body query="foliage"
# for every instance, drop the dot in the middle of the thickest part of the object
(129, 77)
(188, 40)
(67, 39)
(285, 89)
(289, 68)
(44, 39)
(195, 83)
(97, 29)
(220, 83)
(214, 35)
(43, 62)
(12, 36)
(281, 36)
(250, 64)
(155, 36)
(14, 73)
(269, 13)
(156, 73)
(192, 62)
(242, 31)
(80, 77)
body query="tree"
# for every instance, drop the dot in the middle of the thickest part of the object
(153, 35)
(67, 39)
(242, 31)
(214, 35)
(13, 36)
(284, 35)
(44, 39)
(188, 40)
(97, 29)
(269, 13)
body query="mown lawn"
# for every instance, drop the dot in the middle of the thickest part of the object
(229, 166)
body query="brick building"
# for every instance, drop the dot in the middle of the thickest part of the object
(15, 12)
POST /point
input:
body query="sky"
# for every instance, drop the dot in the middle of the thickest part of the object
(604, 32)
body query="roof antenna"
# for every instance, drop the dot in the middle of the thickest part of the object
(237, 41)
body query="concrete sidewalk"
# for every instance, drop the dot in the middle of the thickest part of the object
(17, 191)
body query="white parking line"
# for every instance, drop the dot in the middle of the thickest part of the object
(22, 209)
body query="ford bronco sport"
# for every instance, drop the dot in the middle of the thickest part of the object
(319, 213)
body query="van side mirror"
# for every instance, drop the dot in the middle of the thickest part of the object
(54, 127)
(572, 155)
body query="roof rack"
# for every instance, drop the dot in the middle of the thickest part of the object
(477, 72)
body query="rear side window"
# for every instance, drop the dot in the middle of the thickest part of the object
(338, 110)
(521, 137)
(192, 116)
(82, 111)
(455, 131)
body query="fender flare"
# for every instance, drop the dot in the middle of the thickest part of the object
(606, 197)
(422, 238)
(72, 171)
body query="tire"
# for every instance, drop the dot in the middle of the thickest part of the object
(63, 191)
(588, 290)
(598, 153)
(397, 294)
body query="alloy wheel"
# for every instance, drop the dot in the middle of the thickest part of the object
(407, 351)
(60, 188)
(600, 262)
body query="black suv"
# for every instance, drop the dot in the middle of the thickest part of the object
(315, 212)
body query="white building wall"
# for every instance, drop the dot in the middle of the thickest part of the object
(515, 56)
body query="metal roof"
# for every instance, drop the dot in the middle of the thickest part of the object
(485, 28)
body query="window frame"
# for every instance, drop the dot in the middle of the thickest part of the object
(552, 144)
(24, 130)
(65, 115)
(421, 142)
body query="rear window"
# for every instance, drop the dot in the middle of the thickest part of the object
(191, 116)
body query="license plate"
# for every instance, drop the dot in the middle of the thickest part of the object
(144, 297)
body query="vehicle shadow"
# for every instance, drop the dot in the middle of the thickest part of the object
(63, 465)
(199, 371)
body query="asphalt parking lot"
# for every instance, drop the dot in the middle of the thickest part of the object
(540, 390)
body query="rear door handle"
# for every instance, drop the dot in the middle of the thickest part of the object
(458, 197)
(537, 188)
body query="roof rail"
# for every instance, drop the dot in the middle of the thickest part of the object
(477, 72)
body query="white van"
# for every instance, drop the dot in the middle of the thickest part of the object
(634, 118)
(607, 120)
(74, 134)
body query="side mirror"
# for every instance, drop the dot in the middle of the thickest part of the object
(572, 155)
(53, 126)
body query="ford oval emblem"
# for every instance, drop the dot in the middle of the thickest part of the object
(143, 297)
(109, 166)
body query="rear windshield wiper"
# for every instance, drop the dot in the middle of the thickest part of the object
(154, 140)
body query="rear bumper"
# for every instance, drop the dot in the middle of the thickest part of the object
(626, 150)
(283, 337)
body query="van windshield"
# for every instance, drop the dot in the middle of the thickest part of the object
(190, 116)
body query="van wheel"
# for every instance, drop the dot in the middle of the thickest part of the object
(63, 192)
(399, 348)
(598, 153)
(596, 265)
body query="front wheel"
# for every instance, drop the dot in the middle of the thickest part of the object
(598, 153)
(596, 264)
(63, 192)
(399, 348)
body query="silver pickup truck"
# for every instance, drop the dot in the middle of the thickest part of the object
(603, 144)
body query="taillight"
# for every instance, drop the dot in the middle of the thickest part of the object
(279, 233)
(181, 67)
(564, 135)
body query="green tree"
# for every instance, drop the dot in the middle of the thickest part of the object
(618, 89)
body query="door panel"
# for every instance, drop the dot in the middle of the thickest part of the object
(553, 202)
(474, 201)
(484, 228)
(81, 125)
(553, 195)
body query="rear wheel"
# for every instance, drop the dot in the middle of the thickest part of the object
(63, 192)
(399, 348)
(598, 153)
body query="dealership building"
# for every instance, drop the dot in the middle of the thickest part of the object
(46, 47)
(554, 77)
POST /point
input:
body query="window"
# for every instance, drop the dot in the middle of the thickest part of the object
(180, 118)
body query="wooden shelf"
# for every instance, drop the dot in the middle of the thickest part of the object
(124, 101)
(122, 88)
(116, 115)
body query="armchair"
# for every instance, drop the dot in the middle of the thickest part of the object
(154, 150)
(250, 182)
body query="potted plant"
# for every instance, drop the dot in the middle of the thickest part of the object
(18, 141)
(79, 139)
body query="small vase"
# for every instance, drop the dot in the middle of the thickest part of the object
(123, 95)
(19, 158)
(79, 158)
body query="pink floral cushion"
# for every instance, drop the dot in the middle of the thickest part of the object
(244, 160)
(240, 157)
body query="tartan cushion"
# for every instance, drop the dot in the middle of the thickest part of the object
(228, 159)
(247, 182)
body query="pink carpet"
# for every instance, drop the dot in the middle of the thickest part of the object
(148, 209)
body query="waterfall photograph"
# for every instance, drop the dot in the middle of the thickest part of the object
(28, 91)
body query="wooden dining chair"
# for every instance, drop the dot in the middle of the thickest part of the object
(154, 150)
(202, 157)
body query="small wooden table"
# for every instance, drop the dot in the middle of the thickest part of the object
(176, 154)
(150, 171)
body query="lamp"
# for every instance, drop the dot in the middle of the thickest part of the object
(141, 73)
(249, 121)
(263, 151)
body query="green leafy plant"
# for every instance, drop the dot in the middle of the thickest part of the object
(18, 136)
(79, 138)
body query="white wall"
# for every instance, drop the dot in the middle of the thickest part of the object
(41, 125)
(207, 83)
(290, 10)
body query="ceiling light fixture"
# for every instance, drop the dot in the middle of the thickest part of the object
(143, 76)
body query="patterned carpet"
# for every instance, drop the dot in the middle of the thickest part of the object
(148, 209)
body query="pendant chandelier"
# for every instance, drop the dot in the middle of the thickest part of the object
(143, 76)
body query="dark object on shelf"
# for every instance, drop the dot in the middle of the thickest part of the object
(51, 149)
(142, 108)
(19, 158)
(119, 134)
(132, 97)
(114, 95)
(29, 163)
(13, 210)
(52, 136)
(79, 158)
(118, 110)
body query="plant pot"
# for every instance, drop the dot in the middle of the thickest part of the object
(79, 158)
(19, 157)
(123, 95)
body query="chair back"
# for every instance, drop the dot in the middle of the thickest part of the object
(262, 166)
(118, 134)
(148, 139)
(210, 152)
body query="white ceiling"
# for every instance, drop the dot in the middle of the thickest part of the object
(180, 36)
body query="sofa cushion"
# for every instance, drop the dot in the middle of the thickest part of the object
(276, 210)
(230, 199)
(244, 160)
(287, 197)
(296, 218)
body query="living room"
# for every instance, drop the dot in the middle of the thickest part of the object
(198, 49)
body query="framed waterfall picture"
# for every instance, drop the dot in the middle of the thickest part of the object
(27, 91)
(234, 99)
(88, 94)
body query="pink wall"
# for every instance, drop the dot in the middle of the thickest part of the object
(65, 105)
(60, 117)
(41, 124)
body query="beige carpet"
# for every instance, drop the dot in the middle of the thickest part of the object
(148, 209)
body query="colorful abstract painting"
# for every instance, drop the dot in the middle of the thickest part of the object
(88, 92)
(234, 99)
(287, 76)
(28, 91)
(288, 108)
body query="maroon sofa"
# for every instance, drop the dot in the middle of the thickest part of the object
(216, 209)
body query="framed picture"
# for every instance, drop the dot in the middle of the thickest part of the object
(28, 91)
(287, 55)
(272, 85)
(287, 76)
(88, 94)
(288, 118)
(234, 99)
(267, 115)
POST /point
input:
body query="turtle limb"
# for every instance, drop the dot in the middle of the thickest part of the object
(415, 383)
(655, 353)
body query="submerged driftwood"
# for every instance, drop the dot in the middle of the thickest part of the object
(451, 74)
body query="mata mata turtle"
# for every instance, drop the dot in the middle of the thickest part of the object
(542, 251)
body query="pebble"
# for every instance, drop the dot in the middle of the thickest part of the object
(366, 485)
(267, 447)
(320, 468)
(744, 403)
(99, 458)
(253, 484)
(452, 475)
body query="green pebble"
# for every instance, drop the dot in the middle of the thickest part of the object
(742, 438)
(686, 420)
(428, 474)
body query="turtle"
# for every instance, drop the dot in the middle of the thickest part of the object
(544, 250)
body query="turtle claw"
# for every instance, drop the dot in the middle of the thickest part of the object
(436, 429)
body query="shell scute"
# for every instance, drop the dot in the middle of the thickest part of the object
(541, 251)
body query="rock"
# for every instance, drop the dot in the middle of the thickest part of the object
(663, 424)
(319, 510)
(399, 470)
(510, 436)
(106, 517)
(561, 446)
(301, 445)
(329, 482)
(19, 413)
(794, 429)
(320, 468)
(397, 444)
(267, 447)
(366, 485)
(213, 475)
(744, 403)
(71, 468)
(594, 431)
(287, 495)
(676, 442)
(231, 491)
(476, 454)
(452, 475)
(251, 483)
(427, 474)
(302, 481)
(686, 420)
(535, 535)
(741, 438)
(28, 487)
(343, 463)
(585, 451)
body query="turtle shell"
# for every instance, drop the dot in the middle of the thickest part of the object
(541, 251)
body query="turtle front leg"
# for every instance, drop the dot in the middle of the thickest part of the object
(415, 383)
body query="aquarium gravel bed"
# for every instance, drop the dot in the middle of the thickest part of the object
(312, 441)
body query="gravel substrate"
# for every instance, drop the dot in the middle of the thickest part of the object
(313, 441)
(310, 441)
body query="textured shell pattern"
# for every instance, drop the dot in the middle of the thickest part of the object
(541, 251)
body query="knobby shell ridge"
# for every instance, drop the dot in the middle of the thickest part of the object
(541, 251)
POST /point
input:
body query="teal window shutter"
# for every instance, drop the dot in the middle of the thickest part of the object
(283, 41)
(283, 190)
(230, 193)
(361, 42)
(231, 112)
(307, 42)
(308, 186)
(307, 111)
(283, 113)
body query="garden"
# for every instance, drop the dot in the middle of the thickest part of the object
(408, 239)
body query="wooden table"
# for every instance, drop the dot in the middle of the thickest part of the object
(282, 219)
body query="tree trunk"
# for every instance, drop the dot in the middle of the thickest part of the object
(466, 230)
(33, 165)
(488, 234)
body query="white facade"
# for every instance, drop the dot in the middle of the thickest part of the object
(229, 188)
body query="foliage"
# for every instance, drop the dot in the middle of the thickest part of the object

---

» **Required action**: Would you count the lines in the entries that hold "picture" and reply with only the count?

» **Exercise output**: 2